=== Try it ===
Each record below is to be restated word for word.

___ Source information

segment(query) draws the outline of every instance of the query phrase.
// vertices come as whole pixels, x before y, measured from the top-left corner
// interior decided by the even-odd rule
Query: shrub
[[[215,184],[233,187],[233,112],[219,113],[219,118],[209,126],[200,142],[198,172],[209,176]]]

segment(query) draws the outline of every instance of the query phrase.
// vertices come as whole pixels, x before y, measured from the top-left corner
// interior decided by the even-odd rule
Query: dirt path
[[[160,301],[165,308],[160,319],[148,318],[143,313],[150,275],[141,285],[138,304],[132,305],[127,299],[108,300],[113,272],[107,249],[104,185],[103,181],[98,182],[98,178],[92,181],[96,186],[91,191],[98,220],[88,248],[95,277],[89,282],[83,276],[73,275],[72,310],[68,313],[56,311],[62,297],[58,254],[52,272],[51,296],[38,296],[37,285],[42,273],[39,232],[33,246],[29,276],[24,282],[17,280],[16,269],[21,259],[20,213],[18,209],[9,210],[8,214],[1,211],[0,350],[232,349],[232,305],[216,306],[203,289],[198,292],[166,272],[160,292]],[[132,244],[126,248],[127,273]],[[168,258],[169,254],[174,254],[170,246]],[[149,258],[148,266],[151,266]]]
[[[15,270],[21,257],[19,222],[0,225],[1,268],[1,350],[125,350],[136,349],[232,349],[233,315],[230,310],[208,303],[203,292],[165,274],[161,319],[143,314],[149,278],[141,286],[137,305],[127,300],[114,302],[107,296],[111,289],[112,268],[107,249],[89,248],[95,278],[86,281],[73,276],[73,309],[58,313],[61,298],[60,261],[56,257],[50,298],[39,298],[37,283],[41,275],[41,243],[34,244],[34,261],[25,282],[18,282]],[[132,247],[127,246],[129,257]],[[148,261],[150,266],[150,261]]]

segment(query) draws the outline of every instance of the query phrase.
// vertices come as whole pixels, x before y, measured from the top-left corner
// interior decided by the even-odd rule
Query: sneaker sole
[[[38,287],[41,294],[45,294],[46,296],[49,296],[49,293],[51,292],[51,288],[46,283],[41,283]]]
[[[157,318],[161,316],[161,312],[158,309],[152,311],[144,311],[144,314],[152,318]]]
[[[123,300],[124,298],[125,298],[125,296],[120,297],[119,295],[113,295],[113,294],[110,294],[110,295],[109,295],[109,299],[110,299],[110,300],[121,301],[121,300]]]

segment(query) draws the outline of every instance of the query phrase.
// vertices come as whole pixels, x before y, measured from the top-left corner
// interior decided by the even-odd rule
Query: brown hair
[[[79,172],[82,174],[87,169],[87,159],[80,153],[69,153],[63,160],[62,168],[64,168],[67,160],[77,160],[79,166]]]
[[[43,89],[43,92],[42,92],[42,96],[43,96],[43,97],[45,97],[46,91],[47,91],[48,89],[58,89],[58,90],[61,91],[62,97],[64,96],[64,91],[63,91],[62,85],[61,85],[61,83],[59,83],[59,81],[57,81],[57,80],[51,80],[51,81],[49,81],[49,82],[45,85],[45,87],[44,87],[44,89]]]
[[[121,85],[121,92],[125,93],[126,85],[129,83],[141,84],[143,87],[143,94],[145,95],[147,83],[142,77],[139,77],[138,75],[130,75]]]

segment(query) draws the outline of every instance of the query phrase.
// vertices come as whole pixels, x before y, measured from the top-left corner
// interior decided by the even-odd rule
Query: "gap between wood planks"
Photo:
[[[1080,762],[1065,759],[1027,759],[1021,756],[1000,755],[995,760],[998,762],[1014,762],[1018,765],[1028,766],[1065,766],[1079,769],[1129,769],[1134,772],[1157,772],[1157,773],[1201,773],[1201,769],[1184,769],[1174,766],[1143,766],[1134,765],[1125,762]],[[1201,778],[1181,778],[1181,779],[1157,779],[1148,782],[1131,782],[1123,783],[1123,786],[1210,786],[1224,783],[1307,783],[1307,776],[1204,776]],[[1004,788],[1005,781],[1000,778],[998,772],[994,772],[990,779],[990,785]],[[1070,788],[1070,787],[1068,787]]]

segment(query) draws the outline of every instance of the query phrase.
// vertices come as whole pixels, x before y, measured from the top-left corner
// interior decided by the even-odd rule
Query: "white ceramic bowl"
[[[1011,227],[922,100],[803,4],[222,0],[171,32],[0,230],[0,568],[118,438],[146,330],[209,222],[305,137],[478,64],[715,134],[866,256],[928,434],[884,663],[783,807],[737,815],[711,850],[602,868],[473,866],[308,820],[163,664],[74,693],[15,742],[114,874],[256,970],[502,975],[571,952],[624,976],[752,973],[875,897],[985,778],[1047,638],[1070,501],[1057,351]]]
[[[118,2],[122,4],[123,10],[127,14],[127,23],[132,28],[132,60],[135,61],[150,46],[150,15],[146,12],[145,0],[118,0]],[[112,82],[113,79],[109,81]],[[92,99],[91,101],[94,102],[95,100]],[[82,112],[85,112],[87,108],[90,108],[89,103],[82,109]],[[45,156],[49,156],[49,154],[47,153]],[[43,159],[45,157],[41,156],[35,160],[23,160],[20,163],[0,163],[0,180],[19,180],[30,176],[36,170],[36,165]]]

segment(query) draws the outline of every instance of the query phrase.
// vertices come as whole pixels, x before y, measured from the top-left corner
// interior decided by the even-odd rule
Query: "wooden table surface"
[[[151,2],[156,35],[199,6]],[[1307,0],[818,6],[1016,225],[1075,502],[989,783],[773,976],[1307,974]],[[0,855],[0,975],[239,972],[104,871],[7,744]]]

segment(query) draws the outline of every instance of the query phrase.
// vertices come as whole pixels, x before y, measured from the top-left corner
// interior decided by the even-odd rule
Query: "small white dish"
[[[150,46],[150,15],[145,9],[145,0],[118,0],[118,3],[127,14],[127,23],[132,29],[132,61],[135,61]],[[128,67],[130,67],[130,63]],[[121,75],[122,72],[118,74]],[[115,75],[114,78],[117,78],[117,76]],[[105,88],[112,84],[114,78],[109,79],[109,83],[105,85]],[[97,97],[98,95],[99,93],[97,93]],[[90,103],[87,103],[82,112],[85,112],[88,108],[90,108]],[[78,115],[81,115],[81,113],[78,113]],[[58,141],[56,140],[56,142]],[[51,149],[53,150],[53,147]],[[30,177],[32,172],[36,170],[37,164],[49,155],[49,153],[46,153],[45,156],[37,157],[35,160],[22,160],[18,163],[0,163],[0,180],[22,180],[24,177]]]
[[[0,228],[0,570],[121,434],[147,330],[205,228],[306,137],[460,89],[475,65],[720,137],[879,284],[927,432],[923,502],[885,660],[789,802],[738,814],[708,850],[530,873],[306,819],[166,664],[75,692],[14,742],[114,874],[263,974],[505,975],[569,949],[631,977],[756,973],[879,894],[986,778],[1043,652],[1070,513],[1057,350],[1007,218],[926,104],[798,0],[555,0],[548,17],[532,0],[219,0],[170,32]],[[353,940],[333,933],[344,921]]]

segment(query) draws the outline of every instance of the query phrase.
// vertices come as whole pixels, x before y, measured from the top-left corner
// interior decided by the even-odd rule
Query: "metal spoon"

______

=== Solved problem ===
segment(query) draws the outline of every instance of the query phrase.
// vertices come as whole pixels, x before y, measured from the top-left corner
// interior decided by the even-odd rule
Query: shrub
[[[215,184],[233,187],[233,112],[219,113],[219,118],[209,126],[200,142],[198,172],[209,176]]]

segment(query) draws the outline of every instance of the query phrase.
// vertices come as whole pixels, x before y, measured from the top-left corner
// interior decided by the even-odd rule
Query: dirt path
[[[160,301],[165,308],[160,319],[148,318],[143,313],[150,275],[141,285],[138,304],[132,305],[127,299],[108,300],[113,272],[107,249],[104,185],[103,181],[98,182],[98,178],[92,181],[96,186],[91,191],[98,220],[88,248],[95,277],[89,282],[83,276],[73,275],[72,310],[68,313],[56,311],[62,297],[58,254],[52,272],[51,296],[38,296],[37,285],[42,273],[39,232],[33,246],[29,276],[24,282],[17,280],[16,269],[21,259],[20,213],[18,209],[9,210],[8,214],[1,211],[0,350],[232,349],[232,305],[216,306],[203,289],[198,292],[166,272],[160,292]],[[132,244],[126,248],[127,273]],[[168,258],[169,254],[174,254],[170,246]],[[149,258],[148,266],[151,266]]]
[[[15,270],[21,257],[19,222],[0,225],[1,268],[1,350],[125,350],[136,349],[232,349],[233,315],[230,310],[208,303],[203,292],[165,274],[161,319],[143,314],[149,278],[141,286],[137,305],[127,300],[114,302],[107,296],[111,289],[112,268],[107,249],[89,248],[95,278],[86,281],[73,276],[73,309],[58,313],[61,298],[60,261],[56,257],[50,298],[39,298],[37,283],[41,275],[41,243],[34,244],[34,261],[25,282],[18,282]],[[132,247],[127,246],[129,257]],[[148,261],[150,266],[150,261]]]

segment(query) draws the outline of every instance of the query phrase.
// vertices come as whole pixels, x before y, measured from the top-left corner
// interior decided by the even-odd rule
Query: sneaker sole
[[[38,287],[41,294],[45,294],[46,296],[49,296],[49,293],[51,292],[51,288],[46,283],[41,283]]]
[[[157,318],[161,316],[161,312],[158,309],[152,311],[144,311],[144,314],[152,318]]]
[[[123,300],[124,298],[125,298],[125,296],[120,297],[119,295],[113,295],[113,294],[110,294],[110,295],[109,295],[109,299],[110,299],[110,300],[121,301],[121,300]]]

segment(query) draws the outline of every instance of the query phrase.
// vertices come as whole pixels, x before y, measured from the top-left corner
// interior decided by the even-odd rule
Query: brown hair
[[[79,172],[82,174],[87,169],[87,159],[80,153],[69,153],[63,160],[62,168],[64,168],[67,160],[77,160],[79,166]]]
[[[43,89],[43,92],[42,92],[42,96],[43,96],[43,97],[45,97],[46,91],[47,91],[48,89],[58,89],[58,90],[61,91],[62,97],[64,96],[64,91],[63,91],[62,85],[61,85],[61,83],[59,83],[59,81],[57,81],[57,80],[51,80],[51,81],[49,81],[49,82],[45,85],[45,87],[44,87],[44,89]]]
[[[121,85],[121,92],[125,93],[126,85],[129,83],[141,84],[143,87],[143,94],[145,95],[147,83],[142,77],[139,77],[138,75],[130,75]]]

segment(query) draws the outline of every instance of the query phrase.
// vertices come as whole pixels, x before y, measured from the top-left corner
// interior decided by the even-odd rule
Query: "gap between wood planks"
Photo:
[[[1080,762],[1065,759],[1027,759],[1021,756],[1000,755],[995,760],[998,762],[1014,762],[1018,765],[1028,766],[1065,766],[1079,769],[1129,769],[1134,772],[1157,772],[1157,773],[1201,773],[1201,769],[1184,769],[1174,766],[1143,766],[1134,765],[1125,762]],[[1201,778],[1181,778],[1181,779],[1157,779],[1148,782],[1131,782],[1123,783],[1123,786],[1210,786],[1224,783],[1307,783],[1307,776],[1204,776]],[[1004,788],[1005,781],[1000,778],[998,772],[994,772],[990,779],[990,785]],[[1070,788],[1070,787],[1068,787]]]

segment(query) draws the outline of every instance of the query phrase.
// vertices come as whole pixels, x before y, measured from the top-left corner
// interior decided by the even-odd rule
Query: "white ceramic bowl"
[[[1011,227],[922,100],[803,4],[222,0],[171,32],[0,230],[0,568],[118,438],[146,330],[209,222],[305,137],[478,64],[715,134],[866,256],[928,434],[884,663],[783,807],[737,815],[711,850],[602,868],[473,866],[308,820],[163,664],[74,693],[15,742],[114,874],[256,970],[502,975],[571,952],[624,976],[752,973],[875,897],[985,778],[1047,638],[1070,501],[1057,351]]]
[[[118,2],[122,4],[123,10],[127,14],[127,23],[132,28],[132,60],[135,61],[150,46],[150,15],[146,12],[145,0],[118,0]],[[112,82],[113,79],[109,81]],[[92,99],[91,101],[94,102],[95,100]],[[82,112],[85,112],[87,108],[90,108],[89,103],[82,109]],[[45,156],[49,156],[49,154],[47,153]],[[43,159],[45,157],[41,156],[35,160],[23,160],[20,163],[0,163],[0,180],[19,180],[30,176],[36,170],[36,165]]]

segment(query) draws the outline of every instance of the query phrase.
// vertices come as whole pixels, x before y, measured from the top-left corner
// interior decided by the even-odd rule
Query: "wooden table surface"
[[[151,2],[156,35],[199,6]],[[1307,0],[818,6],[1016,225],[1075,502],[989,783],[773,976],[1307,974]],[[0,855],[0,975],[239,972],[104,871],[7,744]]]

segment(query) draws the outline of every instance of the query phrase.
// vertices come as whole pixels, x before y, measured from the top-left corner
// interior decided by the even-odd rule
Query: "small white dish"
[[[150,46],[150,15],[145,9],[145,0],[118,0],[118,3],[127,14],[127,23],[132,29],[132,61],[135,61]],[[128,67],[130,67],[130,63]],[[121,75],[122,72],[118,74]],[[115,75],[114,78],[117,78],[117,76]],[[105,88],[112,84],[114,78],[109,79],[109,83],[105,85]],[[97,97],[98,95],[99,93],[97,93]],[[90,103],[87,103],[82,112],[85,112],[88,108],[90,108]],[[78,115],[81,115],[81,113],[78,113]],[[58,141],[56,140],[56,142]],[[51,149],[53,150],[53,147]],[[30,177],[32,172],[36,170],[37,164],[49,155],[49,153],[46,153],[45,156],[37,157],[35,160],[22,160],[18,163],[0,163],[0,180],[22,180],[24,177]]]
[[[0,228],[0,570],[121,434],[147,330],[205,228],[306,137],[460,89],[475,65],[720,137],[879,284],[927,432],[923,502],[885,660],[789,802],[738,814],[708,850],[530,873],[306,819],[166,664],[75,692],[14,742],[114,874],[263,974],[505,975],[569,949],[631,977],[756,973],[879,894],[986,778],[1043,652],[1070,513],[1057,350],[1007,218],[926,104],[798,0],[555,0],[548,17],[532,0],[219,0],[170,32]],[[353,940],[333,933],[344,921]]]

segment(query) draws the outline of every instance of the query phrase.
// vertices come as whole pixels, x before y, measured from the top-left corner
// interior decided by the even-odd rule
Query: "metal spoon"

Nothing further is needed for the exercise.